YOUR GOAL: Say whether each statement below agrees with the article on school masks in Arizona, answering yes or no and quoting the words of the article that decide it. 1. Kim's children started school on July 21. 2. EduPrize requires its students to wear masks. 3. The American Academy of Pediatrics has nearly 70,000 pediatricians as members.

SELECTED PASSAGE section start

Heidi Kim's 5-year-old daughter, Irene, is in kindergarten and her 8-year-old daughter, Rosalind, is in third grade at EduPrize charter school in Queen Creek, Arizona.
Kim homeschooled both of her children during the 2020 school year due to Arizona's high COVID-19 rates and to protect close friends and family that were high risk for COVID-19. This year, Kim and her husband made the decision to send their children to school on July 21 in hopes that a vaccine would soon be available for children and allow for Kim to return to work.
"I was really nervous about sending them back there, but I had hoped maybe in September they would be eligible for the vaccine," Kim told "Good Morning America." "I had hoped it would just be the month and a few extra weeks depending when it comes."
Arizona is one of eight states that has banned mask mandates in classrooms. On June 30, 2021, Gov. Doug Ducey signed a law prohibiting mask mandates in Arizona schools. Kim says EduPrize encouraged students to wear masks but due to state law cannot enforce it.
"I dropped them off at school and I just cried and not because of things that you should normally be feeling when you send your youngest kid off to kindergarten," Kim said. "I cried because I felt like I was sending her into a petri dish."
Kim said although masks were encouraged, there were only two other kindergartners wearing masks in her daughter's class. In Rosalind's third grade class there was only one other student.
"It's incredibly frustrating because I think schools should absolutely be open. I don't think that people should have to put their life on hold for a year and a half," Kim said. "When we look at what public health is telling us, you look at the American Academy of Pediatrics, or the CDC, they're all saying schools should be open. But also people who aren't vaccinated should wear a mask."
The Centers for Disease Control and Prevention recently reversed its mask guidance and recommended that schools embrace universal masks, backtracking on an earlier recommendation that vaccinated students and staff could go without masks indoors. Several Arizona districts have opted to make masks mandatory.
In addition, The American Academy of Pediatrics, an organization of nearly 70,000 pediatricians, has also called for schools to enforce universal masking mandates.
"AAP recommends universal masking because a significant portion of the student population is not yet eligible for vaccines, and masking is proven to reduce transmission of the virus and to protect those who are not vaccinated," the AAP wrote in a statement.

SELECTED PASSAGE section end
DATA PROVIDED section start

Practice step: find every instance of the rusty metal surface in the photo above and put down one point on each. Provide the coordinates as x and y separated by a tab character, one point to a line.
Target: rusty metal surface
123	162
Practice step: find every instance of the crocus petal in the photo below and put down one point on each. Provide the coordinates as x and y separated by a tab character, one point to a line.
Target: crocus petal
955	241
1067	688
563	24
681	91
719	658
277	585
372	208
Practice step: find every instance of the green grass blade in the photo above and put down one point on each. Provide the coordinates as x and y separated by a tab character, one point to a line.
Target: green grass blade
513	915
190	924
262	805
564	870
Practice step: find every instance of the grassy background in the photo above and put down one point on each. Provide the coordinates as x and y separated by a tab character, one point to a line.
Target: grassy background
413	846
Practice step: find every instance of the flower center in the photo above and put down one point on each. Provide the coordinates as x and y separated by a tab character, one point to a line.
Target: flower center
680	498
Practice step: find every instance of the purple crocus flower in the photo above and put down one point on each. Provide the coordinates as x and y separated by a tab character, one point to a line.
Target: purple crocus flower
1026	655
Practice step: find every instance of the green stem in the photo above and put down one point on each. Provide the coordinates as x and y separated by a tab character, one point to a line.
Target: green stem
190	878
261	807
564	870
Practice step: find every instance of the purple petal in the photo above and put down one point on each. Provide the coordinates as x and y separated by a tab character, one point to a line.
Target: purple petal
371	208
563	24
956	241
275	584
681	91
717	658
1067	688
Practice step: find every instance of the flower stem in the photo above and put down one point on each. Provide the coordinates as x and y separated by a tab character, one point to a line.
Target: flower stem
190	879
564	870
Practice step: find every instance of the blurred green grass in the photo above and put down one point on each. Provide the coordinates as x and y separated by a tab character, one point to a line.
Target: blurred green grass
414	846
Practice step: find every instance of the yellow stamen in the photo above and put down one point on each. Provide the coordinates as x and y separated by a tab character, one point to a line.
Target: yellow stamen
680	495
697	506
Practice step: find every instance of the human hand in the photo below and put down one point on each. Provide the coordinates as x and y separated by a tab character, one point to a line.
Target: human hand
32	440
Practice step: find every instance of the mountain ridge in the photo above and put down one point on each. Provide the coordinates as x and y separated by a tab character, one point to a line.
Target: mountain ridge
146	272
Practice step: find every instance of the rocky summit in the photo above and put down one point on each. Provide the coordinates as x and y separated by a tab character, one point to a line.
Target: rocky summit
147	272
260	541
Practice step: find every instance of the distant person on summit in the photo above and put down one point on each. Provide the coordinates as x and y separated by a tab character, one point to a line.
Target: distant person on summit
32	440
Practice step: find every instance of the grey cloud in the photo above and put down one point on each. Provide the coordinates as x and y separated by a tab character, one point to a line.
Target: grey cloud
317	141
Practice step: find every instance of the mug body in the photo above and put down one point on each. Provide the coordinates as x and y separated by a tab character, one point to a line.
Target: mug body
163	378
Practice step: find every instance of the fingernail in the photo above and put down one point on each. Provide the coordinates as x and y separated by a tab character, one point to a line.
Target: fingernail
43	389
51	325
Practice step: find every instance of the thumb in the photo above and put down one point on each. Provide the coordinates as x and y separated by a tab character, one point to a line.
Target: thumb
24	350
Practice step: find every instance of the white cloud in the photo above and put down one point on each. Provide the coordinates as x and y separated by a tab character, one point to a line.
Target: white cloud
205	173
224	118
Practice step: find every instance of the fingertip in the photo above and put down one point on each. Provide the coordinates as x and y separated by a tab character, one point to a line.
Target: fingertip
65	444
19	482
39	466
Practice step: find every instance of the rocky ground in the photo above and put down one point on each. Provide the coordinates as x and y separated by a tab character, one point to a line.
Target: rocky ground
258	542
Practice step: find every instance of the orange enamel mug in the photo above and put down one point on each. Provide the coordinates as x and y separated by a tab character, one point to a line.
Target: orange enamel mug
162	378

DATA PROVIDED section end

RESULT:
1. Yes: "Kim and her husband made the decision to send their children to school on July 21"
2. No: "EduPrize encouraged students to wear masks but due to state law cannot enforce it"
3. Yes: "The American Academy of Pediatrics, an organization of nearly 70,000 pediatricians"